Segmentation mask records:
:::::

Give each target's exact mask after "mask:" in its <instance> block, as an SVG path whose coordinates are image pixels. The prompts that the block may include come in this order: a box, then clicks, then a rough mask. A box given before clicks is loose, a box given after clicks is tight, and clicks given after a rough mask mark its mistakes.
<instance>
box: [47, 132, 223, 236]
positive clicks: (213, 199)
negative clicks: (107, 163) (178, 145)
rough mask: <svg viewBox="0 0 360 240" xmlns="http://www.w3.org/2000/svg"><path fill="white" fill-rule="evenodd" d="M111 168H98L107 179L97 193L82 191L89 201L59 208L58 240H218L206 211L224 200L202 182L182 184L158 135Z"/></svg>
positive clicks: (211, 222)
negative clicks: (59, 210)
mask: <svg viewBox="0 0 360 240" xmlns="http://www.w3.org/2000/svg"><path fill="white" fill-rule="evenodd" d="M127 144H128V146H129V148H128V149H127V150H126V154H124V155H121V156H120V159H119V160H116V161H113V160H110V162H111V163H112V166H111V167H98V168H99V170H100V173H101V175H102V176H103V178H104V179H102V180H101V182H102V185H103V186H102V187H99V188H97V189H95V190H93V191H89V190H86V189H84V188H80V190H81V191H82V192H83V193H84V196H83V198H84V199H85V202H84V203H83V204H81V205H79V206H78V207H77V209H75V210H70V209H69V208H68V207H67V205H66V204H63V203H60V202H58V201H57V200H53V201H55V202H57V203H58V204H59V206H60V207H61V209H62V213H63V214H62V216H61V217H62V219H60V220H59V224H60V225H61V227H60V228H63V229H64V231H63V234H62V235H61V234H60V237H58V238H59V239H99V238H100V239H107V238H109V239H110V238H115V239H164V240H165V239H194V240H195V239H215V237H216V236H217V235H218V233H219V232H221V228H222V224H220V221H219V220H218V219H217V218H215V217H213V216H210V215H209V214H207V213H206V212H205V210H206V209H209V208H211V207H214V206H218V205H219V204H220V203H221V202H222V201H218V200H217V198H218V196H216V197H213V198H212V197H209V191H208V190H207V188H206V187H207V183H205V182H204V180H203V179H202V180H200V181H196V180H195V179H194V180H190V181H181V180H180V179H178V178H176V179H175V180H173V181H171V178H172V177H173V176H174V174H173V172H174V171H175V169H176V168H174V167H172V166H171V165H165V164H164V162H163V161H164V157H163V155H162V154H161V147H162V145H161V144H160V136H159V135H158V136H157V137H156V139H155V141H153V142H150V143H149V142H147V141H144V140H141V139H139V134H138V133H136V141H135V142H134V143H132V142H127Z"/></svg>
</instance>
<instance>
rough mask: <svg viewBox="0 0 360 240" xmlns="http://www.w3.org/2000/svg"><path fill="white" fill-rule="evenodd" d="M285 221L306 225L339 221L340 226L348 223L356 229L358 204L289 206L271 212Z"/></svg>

:::::

To do:
Arrange the lines of the records above as a JSON list of strings, with one string for each line and no blank lines.

Solution:
[
  "Give each target's exact mask after \"mask:\" in its <instance> block, as an SVG path whose coordinates are image pixels. The prompts that the block may include come in this order: a box, then clicks, then a rough mask. A box given before clicks is loose, a box given after clicks is tight, and clicks given after a rough mask mark its mistakes.",
  "<instance>",
  "box: [47, 132, 223, 236]",
  "positive clicks: (213, 199)",
  "negative clicks: (107, 163) (178, 145)",
  "rough mask: <svg viewBox=\"0 0 360 240\" xmlns=\"http://www.w3.org/2000/svg\"><path fill=\"white\" fill-rule=\"evenodd\" d=\"M111 168H98L107 179L97 193L82 191L89 201L59 208L58 240H218L206 211L224 200L202 182L182 184L158 135Z\"/></svg>",
  "positive clicks: (211, 222)",
  "negative clicks: (59, 210)",
  "mask: <svg viewBox=\"0 0 360 240\" xmlns=\"http://www.w3.org/2000/svg\"><path fill=\"white\" fill-rule=\"evenodd\" d=\"M127 144H128V146H129V148H128V149H127V150H126V154H124V155H121V156H120V159H119V160H116V161H113V160H110V162H111V163H112V166H111V167H98V168H99V170H100V173H101V175H102V176H103V178H104V179H102V180H101V182H102V185H103V186H102V187H99V188H97V189H95V190H93V191H89V190H86V189H84V188H80V190H81V191H82V192H83V193H84V196H83V198H84V199H85V202H84V203H83V204H81V205H79V206H78V207H77V209H75V210H70V209H69V208H68V207H67V205H66V204H63V203H60V202H58V201H57V200H53V201H55V202H57V203H58V204H59V206H60V207H61V209H62V213H63V214H62V216H61V217H62V219H60V220H59V224H60V225H61V227H60V228H63V229H64V231H63V234H62V235H61V234H60V237H58V238H59V239H99V238H100V239H107V238H109V239H110V238H115V239H164V240H165V239H194V240H195V239H215V237H216V236H217V235H218V233H219V232H221V228H222V224H220V221H219V220H218V219H217V218H215V217H213V216H210V215H209V214H207V213H206V212H205V210H206V209H209V208H211V207H214V206H218V205H219V204H220V203H221V202H222V201H218V200H217V198H218V196H216V197H213V198H212V197H209V191H208V190H207V188H206V187H207V183H205V182H204V180H203V179H202V180H200V181H196V180H195V179H194V180H190V181H181V180H180V179H178V178H176V179H175V180H173V181H171V178H172V177H173V176H174V174H173V172H174V171H175V169H176V168H174V167H172V166H171V165H165V164H164V162H163V161H164V157H163V155H162V154H161V147H162V145H161V144H160V136H159V135H158V136H157V137H156V139H155V141H153V142H150V143H149V142H147V141H144V140H141V139H139V134H138V133H136V141H135V142H134V143H132V142H127Z\"/></svg>",
  "</instance>",
  "<instance>",
  "rough mask: <svg viewBox=\"0 0 360 240\" xmlns=\"http://www.w3.org/2000/svg\"><path fill=\"white\" fill-rule=\"evenodd\" d=\"M285 221L306 225L339 221L340 226L348 223L356 229L358 204L289 206L271 212Z\"/></svg>"
]